Update the lines from the one containing "Can you see the stone plinth" through the end of the material by replacing "downspout" with "drainpipe" and keeping everything else the same.

Data entries
========================================
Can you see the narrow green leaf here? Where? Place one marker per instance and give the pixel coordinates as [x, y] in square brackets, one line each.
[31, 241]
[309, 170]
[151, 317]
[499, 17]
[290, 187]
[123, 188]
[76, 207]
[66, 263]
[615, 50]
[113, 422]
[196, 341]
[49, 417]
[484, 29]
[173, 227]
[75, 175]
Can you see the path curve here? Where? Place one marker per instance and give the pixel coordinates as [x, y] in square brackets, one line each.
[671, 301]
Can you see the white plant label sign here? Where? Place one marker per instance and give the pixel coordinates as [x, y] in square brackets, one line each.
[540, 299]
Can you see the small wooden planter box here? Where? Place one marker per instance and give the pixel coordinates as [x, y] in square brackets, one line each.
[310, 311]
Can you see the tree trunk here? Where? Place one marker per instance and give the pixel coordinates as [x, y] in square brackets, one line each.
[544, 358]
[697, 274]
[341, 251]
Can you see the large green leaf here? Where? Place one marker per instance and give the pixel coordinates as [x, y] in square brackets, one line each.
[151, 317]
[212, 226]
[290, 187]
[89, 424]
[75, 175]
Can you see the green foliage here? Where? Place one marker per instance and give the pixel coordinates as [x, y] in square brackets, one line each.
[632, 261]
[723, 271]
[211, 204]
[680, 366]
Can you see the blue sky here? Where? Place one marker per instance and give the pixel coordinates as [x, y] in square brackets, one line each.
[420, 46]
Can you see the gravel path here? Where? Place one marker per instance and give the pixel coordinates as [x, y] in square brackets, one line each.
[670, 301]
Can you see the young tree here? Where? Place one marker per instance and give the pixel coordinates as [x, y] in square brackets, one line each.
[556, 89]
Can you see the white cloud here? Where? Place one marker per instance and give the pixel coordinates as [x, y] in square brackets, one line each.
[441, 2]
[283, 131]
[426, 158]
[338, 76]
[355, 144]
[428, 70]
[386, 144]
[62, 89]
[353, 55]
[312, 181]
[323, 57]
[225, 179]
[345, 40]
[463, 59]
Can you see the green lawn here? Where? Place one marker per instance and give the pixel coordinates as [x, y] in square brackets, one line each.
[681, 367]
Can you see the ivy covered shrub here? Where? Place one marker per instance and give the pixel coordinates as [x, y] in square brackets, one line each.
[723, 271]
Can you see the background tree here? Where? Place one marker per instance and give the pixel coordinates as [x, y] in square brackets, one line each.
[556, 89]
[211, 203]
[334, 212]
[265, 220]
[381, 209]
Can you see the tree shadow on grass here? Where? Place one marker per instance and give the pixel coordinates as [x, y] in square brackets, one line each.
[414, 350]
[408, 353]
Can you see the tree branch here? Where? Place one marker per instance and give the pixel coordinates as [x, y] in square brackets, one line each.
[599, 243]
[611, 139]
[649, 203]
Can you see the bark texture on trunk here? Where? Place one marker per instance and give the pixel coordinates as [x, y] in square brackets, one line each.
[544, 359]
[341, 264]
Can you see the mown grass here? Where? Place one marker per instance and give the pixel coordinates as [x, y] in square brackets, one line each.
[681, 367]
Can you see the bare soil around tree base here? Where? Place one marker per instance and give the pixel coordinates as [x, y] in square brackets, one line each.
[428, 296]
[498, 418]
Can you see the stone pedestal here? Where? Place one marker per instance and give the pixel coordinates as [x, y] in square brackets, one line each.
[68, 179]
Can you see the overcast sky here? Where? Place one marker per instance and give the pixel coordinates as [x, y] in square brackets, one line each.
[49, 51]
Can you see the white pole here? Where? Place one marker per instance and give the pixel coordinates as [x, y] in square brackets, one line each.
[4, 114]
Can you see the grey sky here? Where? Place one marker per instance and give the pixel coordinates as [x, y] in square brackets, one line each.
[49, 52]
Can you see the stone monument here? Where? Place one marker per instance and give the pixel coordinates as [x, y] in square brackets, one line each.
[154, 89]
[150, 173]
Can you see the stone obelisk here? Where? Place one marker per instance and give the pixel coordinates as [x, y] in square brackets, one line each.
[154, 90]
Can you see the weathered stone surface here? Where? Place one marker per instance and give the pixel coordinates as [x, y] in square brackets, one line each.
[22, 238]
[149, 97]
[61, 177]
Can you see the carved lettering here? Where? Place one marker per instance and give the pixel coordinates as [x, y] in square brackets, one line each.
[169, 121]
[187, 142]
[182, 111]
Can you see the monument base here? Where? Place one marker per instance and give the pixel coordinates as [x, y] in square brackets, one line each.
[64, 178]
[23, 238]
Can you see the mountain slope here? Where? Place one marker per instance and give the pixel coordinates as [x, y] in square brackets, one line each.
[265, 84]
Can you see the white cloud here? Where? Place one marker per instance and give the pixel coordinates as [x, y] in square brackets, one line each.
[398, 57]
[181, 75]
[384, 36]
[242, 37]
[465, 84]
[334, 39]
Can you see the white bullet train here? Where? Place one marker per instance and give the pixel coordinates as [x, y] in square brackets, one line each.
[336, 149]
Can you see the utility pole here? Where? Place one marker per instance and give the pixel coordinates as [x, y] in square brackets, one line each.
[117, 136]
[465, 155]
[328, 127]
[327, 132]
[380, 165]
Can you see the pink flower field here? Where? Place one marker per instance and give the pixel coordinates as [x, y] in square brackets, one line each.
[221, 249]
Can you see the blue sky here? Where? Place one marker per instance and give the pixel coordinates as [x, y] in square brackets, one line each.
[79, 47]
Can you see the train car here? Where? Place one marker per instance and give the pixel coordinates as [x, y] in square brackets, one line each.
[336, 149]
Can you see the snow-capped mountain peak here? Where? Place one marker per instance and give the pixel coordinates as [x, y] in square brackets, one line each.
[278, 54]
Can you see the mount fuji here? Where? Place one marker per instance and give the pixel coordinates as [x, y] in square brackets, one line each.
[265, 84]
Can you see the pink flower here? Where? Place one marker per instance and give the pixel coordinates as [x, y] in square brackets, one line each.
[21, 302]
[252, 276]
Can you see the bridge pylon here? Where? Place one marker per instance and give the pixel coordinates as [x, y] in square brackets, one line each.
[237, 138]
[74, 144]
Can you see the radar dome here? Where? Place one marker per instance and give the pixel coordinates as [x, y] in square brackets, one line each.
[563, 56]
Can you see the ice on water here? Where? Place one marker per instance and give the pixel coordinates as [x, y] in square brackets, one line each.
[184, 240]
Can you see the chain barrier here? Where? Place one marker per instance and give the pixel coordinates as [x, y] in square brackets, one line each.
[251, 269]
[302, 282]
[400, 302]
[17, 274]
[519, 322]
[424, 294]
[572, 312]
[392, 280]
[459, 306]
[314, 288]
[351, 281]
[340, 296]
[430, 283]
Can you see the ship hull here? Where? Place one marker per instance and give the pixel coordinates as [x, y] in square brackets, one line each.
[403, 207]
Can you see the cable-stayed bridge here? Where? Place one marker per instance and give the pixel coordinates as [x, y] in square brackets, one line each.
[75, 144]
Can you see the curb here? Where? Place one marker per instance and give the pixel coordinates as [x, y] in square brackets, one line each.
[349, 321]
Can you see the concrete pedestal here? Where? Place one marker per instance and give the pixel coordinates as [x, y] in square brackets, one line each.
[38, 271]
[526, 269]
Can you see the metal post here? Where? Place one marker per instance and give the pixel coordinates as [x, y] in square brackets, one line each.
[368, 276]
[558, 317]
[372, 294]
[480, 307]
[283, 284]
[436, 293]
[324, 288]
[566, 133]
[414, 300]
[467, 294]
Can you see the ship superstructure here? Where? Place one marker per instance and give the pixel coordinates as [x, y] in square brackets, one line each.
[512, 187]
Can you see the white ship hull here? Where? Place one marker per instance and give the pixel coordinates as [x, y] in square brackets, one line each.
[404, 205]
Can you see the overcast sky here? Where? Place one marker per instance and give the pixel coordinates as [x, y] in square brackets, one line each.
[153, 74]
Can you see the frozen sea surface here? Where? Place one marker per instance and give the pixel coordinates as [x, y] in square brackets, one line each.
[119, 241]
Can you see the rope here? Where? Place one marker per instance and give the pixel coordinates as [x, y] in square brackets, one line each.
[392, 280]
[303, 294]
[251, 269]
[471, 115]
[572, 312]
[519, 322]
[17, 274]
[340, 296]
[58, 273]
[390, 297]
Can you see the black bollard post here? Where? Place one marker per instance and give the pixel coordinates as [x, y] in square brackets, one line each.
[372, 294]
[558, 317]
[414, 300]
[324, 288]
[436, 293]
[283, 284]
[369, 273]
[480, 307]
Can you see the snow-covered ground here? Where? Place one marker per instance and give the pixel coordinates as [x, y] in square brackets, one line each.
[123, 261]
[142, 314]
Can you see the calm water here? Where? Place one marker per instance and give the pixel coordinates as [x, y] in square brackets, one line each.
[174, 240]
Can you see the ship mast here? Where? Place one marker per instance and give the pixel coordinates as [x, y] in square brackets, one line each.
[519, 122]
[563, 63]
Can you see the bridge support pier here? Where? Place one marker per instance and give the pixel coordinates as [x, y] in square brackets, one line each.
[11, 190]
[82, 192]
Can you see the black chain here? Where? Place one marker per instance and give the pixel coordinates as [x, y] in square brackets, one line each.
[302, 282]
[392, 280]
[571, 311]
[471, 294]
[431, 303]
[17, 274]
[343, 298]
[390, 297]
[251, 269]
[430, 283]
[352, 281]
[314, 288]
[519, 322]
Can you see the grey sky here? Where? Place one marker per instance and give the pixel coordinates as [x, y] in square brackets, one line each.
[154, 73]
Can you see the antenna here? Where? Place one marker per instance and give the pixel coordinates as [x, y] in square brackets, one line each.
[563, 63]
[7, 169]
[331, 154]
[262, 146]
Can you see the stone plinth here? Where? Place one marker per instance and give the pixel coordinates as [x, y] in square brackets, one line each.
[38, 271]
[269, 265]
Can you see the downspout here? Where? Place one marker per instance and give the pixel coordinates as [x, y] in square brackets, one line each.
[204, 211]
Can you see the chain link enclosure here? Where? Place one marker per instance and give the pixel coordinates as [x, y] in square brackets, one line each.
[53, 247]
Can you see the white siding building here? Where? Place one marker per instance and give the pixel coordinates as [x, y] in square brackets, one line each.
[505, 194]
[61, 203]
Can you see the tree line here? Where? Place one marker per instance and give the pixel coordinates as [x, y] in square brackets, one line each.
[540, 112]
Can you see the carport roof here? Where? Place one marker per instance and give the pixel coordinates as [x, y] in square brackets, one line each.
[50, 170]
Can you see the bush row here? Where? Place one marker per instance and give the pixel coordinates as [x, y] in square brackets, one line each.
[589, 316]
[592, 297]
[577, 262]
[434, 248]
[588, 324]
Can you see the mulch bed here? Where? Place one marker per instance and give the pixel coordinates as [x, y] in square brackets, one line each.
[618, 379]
========================================
§ Problem solution:
Can you see the stone plinth here? Where? Place one marker per instance and give the pixel coordinates as [x, y] in square brackets, one line each.
[38, 271]
[269, 265]
Can you see the drainpipe here? Where? Place one marker per instance and give the pixel coordinates as [x, y] in square brackets, one line each.
[204, 211]
Can you see the chain link enclosure here? Where? Place one marker per instance and give the pixel coordinates as [x, y] in square brackets, one line each.
[53, 247]
Can you see the white siding building here? Where? Place one marker per instance and give the pixel coordinates as [x, y] in square brackets, one line each.
[505, 194]
[61, 203]
Can you see the tree line here? Where? Place one marker per instance and give the pixel coordinates as [x, y] in square brackets, one line each.
[540, 112]
Can you see the carport roof here? Where? Place one marker per instance and give the pixel coordinates as [x, y] in square brackets, one line each.
[50, 170]
Can you see the bush row here? Where? Place one marker per instance and give the pixel coordinates as [x, y] in square brackets, one line each.
[589, 316]
[592, 297]
[577, 262]
[434, 248]
[588, 324]
Can you see the mulch bed here? Where? Place one marker per instance and give the pixel coordinates as [x, y] in square brackets, one line each.
[618, 379]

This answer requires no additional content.